Named region outline records
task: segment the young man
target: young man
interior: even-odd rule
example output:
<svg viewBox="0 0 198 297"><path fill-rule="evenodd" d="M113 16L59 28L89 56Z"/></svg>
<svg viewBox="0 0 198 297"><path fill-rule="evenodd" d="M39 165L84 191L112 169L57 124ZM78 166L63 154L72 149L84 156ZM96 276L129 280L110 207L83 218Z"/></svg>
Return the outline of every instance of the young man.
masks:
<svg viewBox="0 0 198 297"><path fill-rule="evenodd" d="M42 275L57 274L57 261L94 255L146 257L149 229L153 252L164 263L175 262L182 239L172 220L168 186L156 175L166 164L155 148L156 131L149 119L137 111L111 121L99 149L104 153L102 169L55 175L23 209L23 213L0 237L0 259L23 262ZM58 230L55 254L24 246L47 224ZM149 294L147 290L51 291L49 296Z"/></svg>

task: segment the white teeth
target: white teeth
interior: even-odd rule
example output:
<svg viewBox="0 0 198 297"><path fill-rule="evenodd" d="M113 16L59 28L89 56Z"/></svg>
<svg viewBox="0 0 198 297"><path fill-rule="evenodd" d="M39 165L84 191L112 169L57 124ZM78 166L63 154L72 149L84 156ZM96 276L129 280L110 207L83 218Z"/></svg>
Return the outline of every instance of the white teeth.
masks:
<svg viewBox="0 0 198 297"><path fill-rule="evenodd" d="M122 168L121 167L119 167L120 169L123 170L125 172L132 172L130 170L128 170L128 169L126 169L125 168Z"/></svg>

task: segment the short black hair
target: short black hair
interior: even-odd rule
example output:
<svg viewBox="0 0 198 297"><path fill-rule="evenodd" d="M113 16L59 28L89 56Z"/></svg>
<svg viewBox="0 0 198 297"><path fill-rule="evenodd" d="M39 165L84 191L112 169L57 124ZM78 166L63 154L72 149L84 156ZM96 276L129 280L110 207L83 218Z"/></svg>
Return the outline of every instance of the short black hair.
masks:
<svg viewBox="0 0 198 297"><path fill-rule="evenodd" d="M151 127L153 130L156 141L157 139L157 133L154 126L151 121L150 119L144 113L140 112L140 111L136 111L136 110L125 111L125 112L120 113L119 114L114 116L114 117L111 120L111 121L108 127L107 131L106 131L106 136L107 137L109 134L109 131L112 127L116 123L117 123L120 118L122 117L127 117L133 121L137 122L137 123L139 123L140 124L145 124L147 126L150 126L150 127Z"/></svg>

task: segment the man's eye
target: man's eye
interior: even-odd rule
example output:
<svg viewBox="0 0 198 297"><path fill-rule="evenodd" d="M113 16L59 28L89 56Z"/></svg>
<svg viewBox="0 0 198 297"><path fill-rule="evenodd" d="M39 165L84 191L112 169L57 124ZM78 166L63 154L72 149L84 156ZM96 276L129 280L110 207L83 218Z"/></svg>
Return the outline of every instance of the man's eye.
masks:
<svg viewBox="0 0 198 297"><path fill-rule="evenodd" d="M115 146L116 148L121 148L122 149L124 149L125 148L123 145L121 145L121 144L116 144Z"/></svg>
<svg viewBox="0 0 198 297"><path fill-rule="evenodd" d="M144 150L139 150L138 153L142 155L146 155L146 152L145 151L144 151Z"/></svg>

#### Short exercise
Please copy all of the entries above line for line, changing nothing.

#### Completed task
task: segment the young man
target: young man
interior: even-odd rule
example output:
<svg viewBox="0 0 198 297"><path fill-rule="evenodd" d="M113 16L59 28L89 56Z"/></svg>
<svg viewBox="0 0 198 297"><path fill-rule="evenodd" d="M39 165L84 191L112 169L57 124ZM78 166L63 154L72 149L84 156ZM96 276L129 280L110 207L83 218Z"/></svg>
Return the outline of every instance of the young man.
masks:
<svg viewBox="0 0 198 297"><path fill-rule="evenodd" d="M42 275L57 274L57 261L94 255L146 257L149 229L153 252L164 263L175 262L182 239L172 220L168 186L156 175L166 164L155 148L156 131L149 119L137 111L111 121L99 149L104 153L102 169L55 175L23 209L23 213L0 237L0 259L23 262ZM58 230L55 254L24 246L47 224ZM149 294L147 290L51 291L49 296Z"/></svg>

task: segment the white teeth
target: white teeth
interior: even-odd rule
example output:
<svg viewBox="0 0 198 297"><path fill-rule="evenodd" d="M113 16L59 28L89 56Z"/></svg>
<svg viewBox="0 0 198 297"><path fill-rule="evenodd" d="M39 165L84 191L112 169L57 124ZM78 166L63 154L72 149L84 156ZM96 276L129 280L110 207L83 218Z"/></svg>
Return the outline of every instance of the white teeth.
masks:
<svg viewBox="0 0 198 297"><path fill-rule="evenodd" d="M122 168L121 167L119 167L120 169L123 170L125 172L132 172L130 170L128 170L128 169L126 169L125 168Z"/></svg>

task: segment the short black hair
target: short black hair
interior: even-odd rule
example output:
<svg viewBox="0 0 198 297"><path fill-rule="evenodd" d="M113 16L59 28L89 56Z"/></svg>
<svg viewBox="0 0 198 297"><path fill-rule="evenodd" d="M39 165L84 191L112 169L57 124ZM78 166L63 154L72 149L84 156ZM96 276L129 280L110 207L83 218Z"/></svg>
Return the outline of every instance of the short black hair.
masks:
<svg viewBox="0 0 198 297"><path fill-rule="evenodd" d="M151 127L153 130L156 141L157 139L157 133L154 126L151 121L150 119L144 113L140 112L140 111L136 111L136 110L125 111L125 112L120 113L119 114L114 116L114 117L111 120L111 121L108 127L107 131L106 131L106 136L107 137L109 134L109 131L112 127L116 123L117 123L120 118L122 117L127 117L133 121L137 122L137 123L139 123L140 124L145 124L147 126L150 126L150 127Z"/></svg>

task: segment the man's eye
target: man's eye
interior: even-odd rule
example output:
<svg viewBox="0 0 198 297"><path fill-rule="evenodd" d="M113 16L59 28L89 56Z"/></svg>
<svg viewBox="0 0 198 297"><path fill-rule="evenodd" d="M39 165L84 191L112 169L57 124ZM78 166L63 154L72 149L84 156ZM96 276L129 280L110 207L83 218Z"/></svg>
Return the outline of every instance of the man's eye.
masks:
<svg viewBox="0 0 198 297"><path fill-rule="evenodd" d="M115 146L116 148L121 148L122 149L124 149L125 148L123 145L121 145L121 144L116 144Z"/></svg>
<svg viewBox="0 0 198 297"><path fill-rule="evenodd" d="M144 150L139 150L138 153L142 155L146 155L146 152L145 151L144 151Z"/></svg>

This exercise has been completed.